====== DATASET EXCERPTS
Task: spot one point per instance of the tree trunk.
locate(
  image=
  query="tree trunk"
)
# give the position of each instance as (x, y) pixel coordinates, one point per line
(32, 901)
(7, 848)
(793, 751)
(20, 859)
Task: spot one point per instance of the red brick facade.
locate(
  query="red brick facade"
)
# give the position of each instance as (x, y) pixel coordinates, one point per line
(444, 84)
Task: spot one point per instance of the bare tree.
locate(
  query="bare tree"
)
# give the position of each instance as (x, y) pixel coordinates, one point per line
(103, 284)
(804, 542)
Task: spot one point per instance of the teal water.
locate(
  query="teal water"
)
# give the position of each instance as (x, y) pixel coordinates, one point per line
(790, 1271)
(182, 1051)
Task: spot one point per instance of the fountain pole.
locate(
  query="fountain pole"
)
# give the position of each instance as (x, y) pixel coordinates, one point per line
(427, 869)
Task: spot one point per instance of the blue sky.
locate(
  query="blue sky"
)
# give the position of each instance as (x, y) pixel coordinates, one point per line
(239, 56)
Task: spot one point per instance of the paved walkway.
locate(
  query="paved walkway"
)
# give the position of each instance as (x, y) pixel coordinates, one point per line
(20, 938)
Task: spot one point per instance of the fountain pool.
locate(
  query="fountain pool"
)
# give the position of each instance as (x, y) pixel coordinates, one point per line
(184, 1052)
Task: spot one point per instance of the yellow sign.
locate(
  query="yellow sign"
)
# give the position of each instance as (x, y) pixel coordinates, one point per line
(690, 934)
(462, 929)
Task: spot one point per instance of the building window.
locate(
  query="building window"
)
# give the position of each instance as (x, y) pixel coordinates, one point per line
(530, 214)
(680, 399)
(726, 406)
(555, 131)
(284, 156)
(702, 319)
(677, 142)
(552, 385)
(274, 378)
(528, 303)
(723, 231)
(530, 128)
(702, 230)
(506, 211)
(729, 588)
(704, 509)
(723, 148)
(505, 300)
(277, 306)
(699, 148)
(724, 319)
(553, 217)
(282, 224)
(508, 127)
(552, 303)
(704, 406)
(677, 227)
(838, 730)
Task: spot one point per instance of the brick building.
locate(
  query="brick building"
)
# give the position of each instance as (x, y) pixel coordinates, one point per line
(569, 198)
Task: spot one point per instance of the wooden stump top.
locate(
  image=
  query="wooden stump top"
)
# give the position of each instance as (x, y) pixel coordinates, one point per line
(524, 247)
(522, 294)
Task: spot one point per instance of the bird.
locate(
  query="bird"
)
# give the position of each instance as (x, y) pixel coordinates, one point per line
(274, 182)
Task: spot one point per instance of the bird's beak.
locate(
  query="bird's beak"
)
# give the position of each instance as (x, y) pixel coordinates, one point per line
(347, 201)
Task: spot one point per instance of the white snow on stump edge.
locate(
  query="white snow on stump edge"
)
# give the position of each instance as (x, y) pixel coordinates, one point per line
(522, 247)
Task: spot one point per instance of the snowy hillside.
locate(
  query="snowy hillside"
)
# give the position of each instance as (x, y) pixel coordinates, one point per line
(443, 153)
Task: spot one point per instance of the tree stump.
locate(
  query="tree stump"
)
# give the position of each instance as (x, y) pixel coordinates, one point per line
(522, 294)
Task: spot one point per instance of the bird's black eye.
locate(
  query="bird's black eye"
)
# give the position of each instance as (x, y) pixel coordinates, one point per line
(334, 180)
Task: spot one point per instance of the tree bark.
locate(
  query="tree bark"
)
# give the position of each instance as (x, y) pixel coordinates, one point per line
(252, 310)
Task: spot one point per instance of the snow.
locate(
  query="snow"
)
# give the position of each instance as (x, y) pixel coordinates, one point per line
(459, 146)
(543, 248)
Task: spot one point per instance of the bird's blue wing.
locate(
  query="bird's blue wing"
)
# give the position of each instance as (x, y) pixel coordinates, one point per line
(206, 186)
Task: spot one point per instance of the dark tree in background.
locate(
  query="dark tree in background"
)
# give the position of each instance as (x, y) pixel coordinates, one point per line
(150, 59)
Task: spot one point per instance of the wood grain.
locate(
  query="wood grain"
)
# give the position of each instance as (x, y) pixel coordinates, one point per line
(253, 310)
============
— YOUR GOAL —
Produce the whole listing again, exactly as it reads above.

— EXERCISE RESULT —
Task: spot one point per instance of the tree trunk.
locate(
  image=
  query="tree trunk"
)
# give the position of each instance as (x, y) pixel coordinates, one point per line
(32, 901)
(7, 848)
(793, 751)
(20, 859)
Task: spot one point per instance of the red brick facade.
locate(
  query="red brick facade"
)
# give the position of each instance as (x, y) pixel coordinates, one point per line
(444, 84)
Task: spot one point per instance of the bare tree.
locate(
  query="bare tree"
)
# give the position of each instance as (x, y) pixel coordinates, one point per line
(103, 284)
(804, 542)
Task: spot one point per instance of the teal water.
locate(
  query="teal water"
)
# give the position of each instance as (x, y) pixel coordinates, one point per line
(790, 1271)
(182, 1051)
Task: spot one point per instance of the fountain pole.
locate(
  query="fountain pole"
)
# give the position of each instance as (x, y) pixel coordinates, one point per line
(427, 869)
Task: spot one point per instance of the blue sky.
locate(
  query="blue sky"
)
# give the position of each instance as (x, y) pixel coordinates, one point per line
(239, 56)
Task: spot one point per instance of the paved walkway.
locate(
  query="paved walkway"
)
# give the position of each instance as (x, y) pixel coordinates, one point per line
(20, 938)
Task: spot one point per instance of the fountain pool.
locate(
  query="fountain pool"
)
# give the position of each instance as (x, y) pixel coordinates, one point per line
(184, 1052)
Task: spot one point per instance of the yellow sign.
locate(
  query="yellow sign"
)
# give the position of each instance as (x, y) pixel coordinates, one point per line
(690, 934)
(462, 929)
Task: spot one point per instance of the building window.
locate(
  query="building window"
)
# give the position of each instance as (x, y) pixel coordinates, one point per line
(530, 214)
(680, 399)
(726, 406)
(555, 131)
(284, 156)
(702, 319)
(677, 142)
(552, 385)
(274, 378)
(528, 303)
(723, 231)
(530, 128)
(702, 230)
(506, 211)
(729, 588)
(704, 509)
(723, 148)
(505, 300)
(277, 306)
(699, 148)
(724, 319)
(553, 217)
(282, 224)
(508, 127)
(552, 303)
(704, 406)
(677, 227)
(838, 730)
Task: spot one point per instance of the brick building.
locate(
  query="brick building"
)
# give the position of each instance as (x, y) pixel coordinates, one point per line
(569, 198)
Task: spot one point per instance of the wooden stump top.
locate(
  image=
  query="wooden stump top"
)
# give the position of each instance as (x, y) pixel coordinates, one point per line
(524, 247)
(522, 294)
Task: spot one point per instance of the bird.
locate(
  query="bird"
)
# give the position of each instance as (x, y) pixel coordinates, one point per line
(274, 182)
Task: spot one point per instance of the bird's beak.
locate(
  query="bird's beak"
)
# give the position of each instance as (x, y) pixel coordinates, one point per line
(347, 201)
Task: spot one point per instance of the white snow on stump edge.
locate(
  query="white snow on stump edge"
)
# give the position of each instance as (x, y) pixel coordinates, one point per line
(522, 247)
Task: spot one point per instance of the snowy hillside.
locate(
  query="snowy hillside"
)
# give the position of each instance as (x, y) pixel coordinates, one point per line
(443, 153)
Task: spot one point per instance of the tree stump.
locate(
  query="tree stump"
)
# give the position of each instance as (x, y) pixel coordinates, one point per line
(522, 294)
Task: spot one point per instance of the bird's black eye.
locate(
  query="bird's black eye"
)
# give the position of each instance as (x, y) pixel coordinates, one point per line
(334, 180)
Task: spot one point per instance of the tree bark.
locate(
  query="tree bark"
)
# give the position of each instance as (x, y) pixel coordinates, one point per line
(252, 310)
Task: spot one point per instance of the snow.
locate(
  query="snow"
)
# give the position of each instance as (x, y) pixel coordinates, one point per line
(459, 146)
(543, 248)
Task: spot one point per instance of the bird's blue wing.
locate(
  query="bird's blue wing"
)
# give the position of each instance as (x, y) pixel coordinates, one point per line
(206, 186)
Task: spot one point per instance of the dark tree in background.
locate(
  query="dark tree in background"
)
# give the position of each instance as (x, y) pixel coordinates, one point per line
(150, 59)
Task: spot one point per instance of the wood grain.
locate(
  query="wood grain"
)
# give the position of each instance as (x, y) pixel coordinates, one point per line
(253, 310)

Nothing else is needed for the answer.